___ RECORDED DATA ___

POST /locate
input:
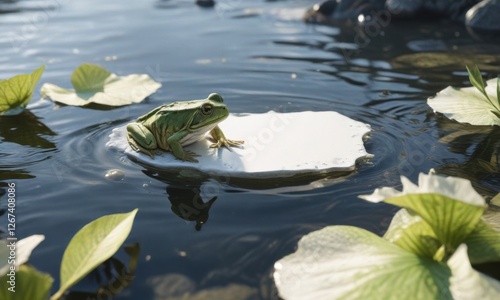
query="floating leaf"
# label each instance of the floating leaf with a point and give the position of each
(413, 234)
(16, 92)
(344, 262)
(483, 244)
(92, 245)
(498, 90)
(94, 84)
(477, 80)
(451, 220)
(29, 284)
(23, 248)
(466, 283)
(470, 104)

___
___ RECORDED DATA ___

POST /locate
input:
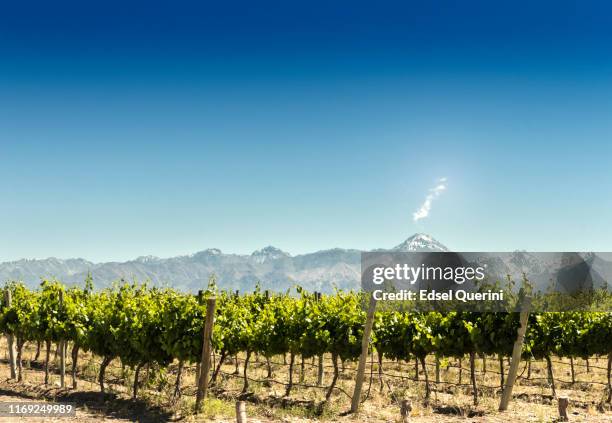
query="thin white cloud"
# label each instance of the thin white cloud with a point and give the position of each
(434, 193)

___

* **TASK PROMPT**
The word "query" may occur in lines of the records. Report how many such lines there are, giving only the number.

* **WRITTEN RESPONSE**
2